▶ PROVIDED DATA
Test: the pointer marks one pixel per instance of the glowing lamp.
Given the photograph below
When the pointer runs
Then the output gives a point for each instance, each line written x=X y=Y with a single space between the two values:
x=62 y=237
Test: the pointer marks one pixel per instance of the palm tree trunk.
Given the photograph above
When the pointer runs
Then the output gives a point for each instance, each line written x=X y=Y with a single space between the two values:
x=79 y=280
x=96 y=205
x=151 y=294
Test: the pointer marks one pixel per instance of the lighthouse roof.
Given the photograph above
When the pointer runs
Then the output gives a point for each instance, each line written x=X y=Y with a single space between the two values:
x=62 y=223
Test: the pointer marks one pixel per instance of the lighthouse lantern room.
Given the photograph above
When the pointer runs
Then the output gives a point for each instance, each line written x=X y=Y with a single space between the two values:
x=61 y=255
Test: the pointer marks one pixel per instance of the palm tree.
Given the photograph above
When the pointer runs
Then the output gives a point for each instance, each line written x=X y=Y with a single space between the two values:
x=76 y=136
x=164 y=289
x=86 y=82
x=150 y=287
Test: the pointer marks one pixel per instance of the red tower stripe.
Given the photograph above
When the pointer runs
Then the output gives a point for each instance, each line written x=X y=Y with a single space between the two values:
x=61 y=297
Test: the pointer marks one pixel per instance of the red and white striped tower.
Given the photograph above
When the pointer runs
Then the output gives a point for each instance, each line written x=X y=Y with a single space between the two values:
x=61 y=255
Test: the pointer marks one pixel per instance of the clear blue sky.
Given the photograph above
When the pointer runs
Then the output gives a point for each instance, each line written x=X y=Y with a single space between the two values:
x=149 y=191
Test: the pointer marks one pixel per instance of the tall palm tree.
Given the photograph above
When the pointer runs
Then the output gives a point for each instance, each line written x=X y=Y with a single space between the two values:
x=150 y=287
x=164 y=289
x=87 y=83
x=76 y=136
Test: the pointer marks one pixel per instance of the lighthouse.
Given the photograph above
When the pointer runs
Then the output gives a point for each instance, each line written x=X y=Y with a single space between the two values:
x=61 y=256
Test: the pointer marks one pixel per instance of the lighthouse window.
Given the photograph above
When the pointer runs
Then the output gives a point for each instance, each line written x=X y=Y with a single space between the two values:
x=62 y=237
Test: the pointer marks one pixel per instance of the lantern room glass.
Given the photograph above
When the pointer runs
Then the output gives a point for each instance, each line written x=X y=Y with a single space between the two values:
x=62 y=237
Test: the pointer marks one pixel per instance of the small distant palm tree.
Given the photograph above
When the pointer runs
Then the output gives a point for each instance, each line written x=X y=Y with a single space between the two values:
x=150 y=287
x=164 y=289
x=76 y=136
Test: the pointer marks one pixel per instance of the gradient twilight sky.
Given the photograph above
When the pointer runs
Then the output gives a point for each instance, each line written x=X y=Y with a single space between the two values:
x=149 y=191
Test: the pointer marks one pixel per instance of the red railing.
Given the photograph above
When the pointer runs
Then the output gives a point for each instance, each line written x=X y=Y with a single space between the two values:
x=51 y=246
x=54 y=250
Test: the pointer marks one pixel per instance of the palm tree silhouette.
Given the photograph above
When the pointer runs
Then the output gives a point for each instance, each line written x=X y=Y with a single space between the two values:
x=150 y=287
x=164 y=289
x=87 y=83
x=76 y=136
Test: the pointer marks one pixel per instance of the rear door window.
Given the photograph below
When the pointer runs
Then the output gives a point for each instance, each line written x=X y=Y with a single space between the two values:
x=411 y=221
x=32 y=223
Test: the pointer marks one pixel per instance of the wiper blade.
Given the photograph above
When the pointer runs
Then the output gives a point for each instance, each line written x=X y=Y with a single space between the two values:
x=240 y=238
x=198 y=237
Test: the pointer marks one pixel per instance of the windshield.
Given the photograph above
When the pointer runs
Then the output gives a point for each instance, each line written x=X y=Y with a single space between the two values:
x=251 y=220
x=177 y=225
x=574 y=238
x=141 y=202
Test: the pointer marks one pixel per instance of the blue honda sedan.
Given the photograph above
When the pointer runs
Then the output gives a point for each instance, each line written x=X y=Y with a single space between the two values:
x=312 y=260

▶ TASK TO COMPLETE
Transcribe the material above word for word.

▶ OUTPUT FOR THIS EXERCISE
Test: the pointer marks one pixel per instance of the glowing lamp.
Given the photograph below
When the pointer runs
Then the output gives a point for each instance, each line written x=X y=Y with a single space between the two values:
x=62 y=237
Test: the pointer marks one pixel per instance of the palm tree trunk.
Given the photograph above
When the pointer runs
Then the output gives a point for each instance, each line written x=X y=Y with a single space between the two values:
x=79 y=280
x=96 y=205
x=151 y=294
Test: the pointer marks one pixel per instance of the lighthouse roof.
Given the photograph above
When the pointer runs
Then the output gives a point for each instance, each line written x=X y=Y with a single space between the two values:
x=62 y=223
Test: the pointer marks one pixel per instance of the lighthouse lantern room.
Given the photograph above
When the pointer runs
Then the output gives a point for each instance, each line written x=X y=Y with a single space between the two values:
x=61 y=255
Test: the pointer marks one pixel per instance of the palm tree.
Given the photograph above
When the pointer runs
Then the output gives a point for each instance, each line written x=X y=Y with a single space between the two values:
x=76 y=136
x=164 y=289
x=86 y=82
x=150 y=287
Test: the pointer marks one pixel per instance of the red tower stripe.
Given the photograph above
When the pointer runs
Then the output gives a point for each instance, each line written x=X y=Y with a single space between the two values:
x=61 y=297
Test: the pointer marks one pixel per instance of the red and white striped tower.
Given the photograph above
When the pointer runs
Then the output gives a point for each instance, each line written x=X y=Y with a single space between the two values:
x=61 y=255
Test: the pointer marks one pixel per instance of the clear blue sky.
Given the photograph above
When the pointer runs
Then the output gives a point for each instance, each line written x=X y=Y with a single space between the two values:
x=149 y=191
Test: the pointer marks one pixel per instance of the tall palm tree.
Given the photograph above
When the pointer runs
Then the output gives a point for each instance, each line written x=X y=Y with a single space between the two values:
x=150 y=287
x=164 y=289
x=87 y=83
x=76 y=136
Test: the pointer marks one pixel per instance of the lighthouse.
Given the photograph above
When the pointer runs
Then the output gives a point for each instance, each line written x=X y=Y with a single space between the two values:
x=61 y=256
Test: the pointer marks one pixel per instance of the lighthouse window.
Given the photograph above
When the pointer runs
Then the output gives a point for each instance, each line written x=X y=Y with a single space between the two values:
x=62 y=237
Test: the pointer marks one pixel per instance of the lantern room glass.
Given the photograph above
When the pointer runs
Then the output gives a point for each instance, each line written x=X y=Y with a single space between the two values:
x=62 y=237
Test: the pointer marks one pixel per instance of the small distant palm tree.
Given the photograph above
When the pointer runs
Then the output gives a point for each instance, each line written x=X y=Y with a single space between the two values:
x=150 y=287
x=164 y=289
x=76 y=136
Test: the pointer marks one pixel per instance of the gradient twilight sky.
Given the photograph above
When the pointer runs
Then the output gives a point for each instance, each line written x=X y=Y with a single space between the two values:
x=149 y=191
Test: the pointer marks one pixel per instance of the red railing.
Given the photograph above
When the pointer runs
Then the output gives a point for each instance, each line written x=X y=Y with a single space between the two values:
x=51 y=246
x=54 y=250
Test: the pointer marks one pixel per instance of the palm tree silhouette.
Given the photograph above
When the pointer runs
Then the output gives a point for each instance, each line written x=X y=Y with a single space between the two values:
x=150 y=287
x=164 y=289
x=87 y=83
x=76 y=136
Test: the pointer marks one pixel per instance of the rear door window.
Given the photograph below
When the pointer runs
Then the output gives a point for each instance, each line written x=X y=Y with a single space between the two values:
x=411 y=221
x=32 y=223
Test: the pointer marks one pixel per instance of the wiper blade.
Given the photograph above
When the pointer runs
Then the output gives a point for each instance, each line written x=X y=Y with a single space between the two values:
x=240 y=238
x=198 y=237
Test: the pointer marks one pixel per instance of the windshield.
Given the photograph above
When the pointer runs
Then the output gives a point for each instance, each line written x=X y=Y with a single space between the two values:
x=251 y=220
x=177 y=225
x=574 y=238
x=141 y=202
Test: the pointer marks one pixel per instance of the blue honda sedan.
Given the photograph above
When the pointer runs
Then the output gives a point for each instance, each line written x=X y=Y with a single space between the two values:
x=312 y=260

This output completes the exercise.